- [Requirement] Please restate the following records word for word.

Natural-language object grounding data
——————
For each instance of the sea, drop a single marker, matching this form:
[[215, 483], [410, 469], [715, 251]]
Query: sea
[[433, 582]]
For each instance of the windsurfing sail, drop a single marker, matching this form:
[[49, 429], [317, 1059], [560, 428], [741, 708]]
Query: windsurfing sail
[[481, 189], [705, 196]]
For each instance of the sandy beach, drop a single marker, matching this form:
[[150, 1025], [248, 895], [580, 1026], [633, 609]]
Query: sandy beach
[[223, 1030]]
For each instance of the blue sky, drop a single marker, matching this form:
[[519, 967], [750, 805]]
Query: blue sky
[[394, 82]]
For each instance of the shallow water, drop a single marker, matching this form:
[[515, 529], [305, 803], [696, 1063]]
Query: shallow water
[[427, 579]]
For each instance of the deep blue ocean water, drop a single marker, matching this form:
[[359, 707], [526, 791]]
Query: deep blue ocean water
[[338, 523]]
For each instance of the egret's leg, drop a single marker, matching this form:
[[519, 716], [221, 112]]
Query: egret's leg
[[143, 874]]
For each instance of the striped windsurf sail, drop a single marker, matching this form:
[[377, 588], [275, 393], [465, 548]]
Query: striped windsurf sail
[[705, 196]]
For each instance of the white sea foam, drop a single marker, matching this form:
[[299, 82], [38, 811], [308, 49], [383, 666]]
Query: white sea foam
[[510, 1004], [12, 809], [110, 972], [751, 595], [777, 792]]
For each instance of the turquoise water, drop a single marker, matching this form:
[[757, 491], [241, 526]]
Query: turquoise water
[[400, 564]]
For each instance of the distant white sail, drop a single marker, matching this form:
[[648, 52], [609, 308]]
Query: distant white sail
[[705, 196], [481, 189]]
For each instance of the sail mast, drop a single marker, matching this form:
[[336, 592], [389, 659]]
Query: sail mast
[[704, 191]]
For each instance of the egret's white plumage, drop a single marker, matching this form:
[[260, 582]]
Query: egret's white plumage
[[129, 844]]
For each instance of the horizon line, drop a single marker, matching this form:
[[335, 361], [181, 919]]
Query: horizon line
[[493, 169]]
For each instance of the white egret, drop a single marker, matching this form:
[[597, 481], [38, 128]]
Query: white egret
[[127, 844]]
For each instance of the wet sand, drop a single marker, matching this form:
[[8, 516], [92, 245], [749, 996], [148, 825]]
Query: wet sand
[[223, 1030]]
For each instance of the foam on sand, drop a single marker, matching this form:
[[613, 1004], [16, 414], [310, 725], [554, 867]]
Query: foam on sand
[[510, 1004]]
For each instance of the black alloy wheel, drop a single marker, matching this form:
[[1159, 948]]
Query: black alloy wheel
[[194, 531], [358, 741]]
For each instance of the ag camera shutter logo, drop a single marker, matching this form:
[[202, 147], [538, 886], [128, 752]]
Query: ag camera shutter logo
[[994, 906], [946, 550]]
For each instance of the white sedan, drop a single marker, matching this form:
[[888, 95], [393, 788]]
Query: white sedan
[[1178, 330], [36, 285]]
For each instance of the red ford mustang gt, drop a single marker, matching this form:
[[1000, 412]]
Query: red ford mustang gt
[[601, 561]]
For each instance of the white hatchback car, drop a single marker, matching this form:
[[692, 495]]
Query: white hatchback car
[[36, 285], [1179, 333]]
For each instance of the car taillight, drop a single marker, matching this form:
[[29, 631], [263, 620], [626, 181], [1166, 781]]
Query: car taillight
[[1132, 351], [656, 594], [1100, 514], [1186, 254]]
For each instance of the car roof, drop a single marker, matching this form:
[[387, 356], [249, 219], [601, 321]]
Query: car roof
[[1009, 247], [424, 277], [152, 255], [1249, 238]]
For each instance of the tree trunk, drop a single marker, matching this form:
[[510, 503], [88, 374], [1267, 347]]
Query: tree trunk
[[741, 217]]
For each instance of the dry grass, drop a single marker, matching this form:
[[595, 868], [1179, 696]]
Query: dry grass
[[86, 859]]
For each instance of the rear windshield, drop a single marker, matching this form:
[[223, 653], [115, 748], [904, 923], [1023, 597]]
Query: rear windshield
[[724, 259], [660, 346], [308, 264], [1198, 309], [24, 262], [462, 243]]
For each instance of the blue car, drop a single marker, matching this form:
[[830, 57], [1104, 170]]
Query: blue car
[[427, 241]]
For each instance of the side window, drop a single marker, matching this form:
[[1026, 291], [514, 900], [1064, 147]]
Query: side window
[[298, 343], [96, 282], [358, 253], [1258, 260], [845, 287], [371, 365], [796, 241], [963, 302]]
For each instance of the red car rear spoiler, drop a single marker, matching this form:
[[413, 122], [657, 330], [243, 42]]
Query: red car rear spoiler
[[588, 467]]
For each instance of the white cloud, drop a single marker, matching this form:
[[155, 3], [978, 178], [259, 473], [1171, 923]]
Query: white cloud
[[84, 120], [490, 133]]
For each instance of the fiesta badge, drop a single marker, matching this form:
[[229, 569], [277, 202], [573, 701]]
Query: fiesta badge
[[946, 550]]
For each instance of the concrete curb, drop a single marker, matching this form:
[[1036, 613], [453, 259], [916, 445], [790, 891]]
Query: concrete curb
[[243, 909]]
——————
- [Your solution]
For each instance of the sea, drop a single marker, matching this form:
[[215, 483], [410, 469], [715, 251]]
Query: sea
[[433, 582]]
For each instance of the windsurfing sail, drop a single marker, matching this form:
[[49, 429], [317, 1059], [560, 428], [741, 708]]
Query: windsurfing sail
[[481, 189], [705, 196]]
For each instance of the sandy beach, drop a single marker, matching this form:
[[150, 1025], [248, 895], [580, 1026], [633, 609]]
Query: sandy beach
[[223, 1030]]
For each instance of the blue sky, drop a single marker, matching this form:
[[519, 967], [750, 805]]
Query: blue sky
[[394, 82]]
For each instance of the shallow water, drop a single marker, matching this form:
[[515, 529], [305, 803], [696, 1063]]
Query: shallow water
[[427, 579]]
For each instance of the deep blue ocean water, drop a single marker, matching this form:
[[359, 707], [526, 791]]
Query: deep blue ocean water
[[338, 523]]
For each instance of the egret's leg, drop a single marker, matching this form:
[[519, 716], [221, 112]]
Query: egret's leg
[[143, 874]]
For each instance of the striped windsurf sail, drop a single marker, matching this form:
[[377, 588], [275, 393], [465, 548]]
Query: striped windsurf sail
[[705, 196]]
For each instance of the white sea foam, drop a single marker, matching this form:
[[299, 82], [38, 811], [308, 49], [383, 666]]
Query: white sea foam
[[510, 1004], [12, 809], [110, 972], [751, 595], [777, 792]]
For each instance of the turquoise water, drop a single marker, matching this form:
[[757, 491], [241, 526]]
Query: turquoise water
[[400, 564]]
For each instance of the distant white sail, drop a single marker, matching this form:
[[648, 52], [609, 308]]
Query: distant white sail
[[705, 196], [481, 189]]
For each instance of the sail mast, drop a single marker, matching this form:
[[336, 592], [389, 659]]
Query: sail mast
[[704, 191]]
For each instance of the egret's white plumage, drop a single marker, matching this form:
[[260, 582]]
Query: egret's white plumage
[[129, 844]]
For each instance of the horizon line, drop a single marker, matching this form:
[[335, 361], [181, 919]]
Query: horizon line
[[493, 169]]
For each instance of the white egret, drop a single marker, matching this form:
[[597, 481], [38, 128]]
Query: white egret
[[127, 844]]
For each instance of the wet sand, drop a single marker, matching this form:
[[8, 516], [92, 245], [749, 996], [148, 825]]
Query: wet sand
[[223, 1030]]
For each instance of the foam on sand, drop a single marker, matching this form:
[[613, 1004], [16, 414], [310, 725], [554, 867]]
Query: foam on sand
[[510, 1004]]
For each instance of the black alloy wheel, drop a single marker, matching this form:
[[1159, 948]]
Query: black alloy wheel
[[194, 531], [358, 741]]
For each instance of the ag camera shutter logo, drop a single marker, matching this form:
[[202, 147], [538, 886], [128, 752]]
Query: ag camera shutter logo
[[994, 906], [946, 550]]
For each instance of the white sedan, drop a single marker, matching this form:
[[888, 95], [393, 788]]
Query: white sedan
[[1178, 330], [36, 285]]
For each instance of the red ford mustang gt, drop a single marker, matching this form:
[[1000, 412]]
Query: red ford mustang gt
[[601, 561]]
For each instance of the white hatchback car, drop a single marker, matching this form:
[[692, 495]]
Query: white hatchback car
[[36, 285], [1179, 333]]
For each instance of the car taillight, drop a single marker, matching this form:
[[29, 631], [263, 620], [626, 181], [1166, 781]]
Query: car taillight
[[1132, 351], [656, 594], [1100, 514], [1186, 254]]
For each instance of the car roof, drop a single marker, matching this form:
[[387, 356], [249, 219], [601, 321]]
Query: car roof
[[1009, 247], [424, 277], [152, 255], [1249, 238]]
For each instance of the tree trunk, drop a single marker, matching this form:
[[510, 503], [88, 374], [1267, 347]]
Query: tree trunk
[[741, 217]]
For each instance of the dry grass, drop a single marker, matching this form:
[[595, 868], [1179, 696]]
Query: dry grass
[[86, 859]]
For each instance of the rear windshield, drop a single marker, matching this form:
[[223, 653], [115, 748], [904, 923], [1023, 597]]
Query: rear windshield
[[724, 259], [660, 346], [308, 264], [1198, 309], [24, 262], [462, 243]]
For each instance of the blue car, drop a single marker, matching this form:
[[830, 57], [1104, 170]]
Query: blue car
[[427, 241]]
For each instance of the side window, drop a single marker, matching this form:
[[1026, 291], [514, 900], [1064, 147]]
Query: side window
[[298, 343], [96, 282], [358, 253], [1258, 260], [845, 287], [371, 365], [796, 241], [963, 302]]
For each instance of the red car rear spoiler, drop a single marker, matching this form:
[[413, 122], [657, 330], [243, 42]]
Query: red car rear spoiler
[[588, 467]]
For each instance of the white cloud, drop a single marker, matching this form:
[[155, 3], [978, 178], [259, 473], [1171, 923]]
Query: white cloud
[[84, 120], [490, 133]]
For each instance of the fiesta badge, drop a single marker, matching this form:
[[229, 569], [277, 202], [573, 701]]
Query: fiesta badge
[[946, 550]]
For each instance of the concrete curb, drop a single marker, matching this form:
[[1036, 613], [453, 259], [916, 445], [790, 891]]
Query: concrete curb
[[243, 909]]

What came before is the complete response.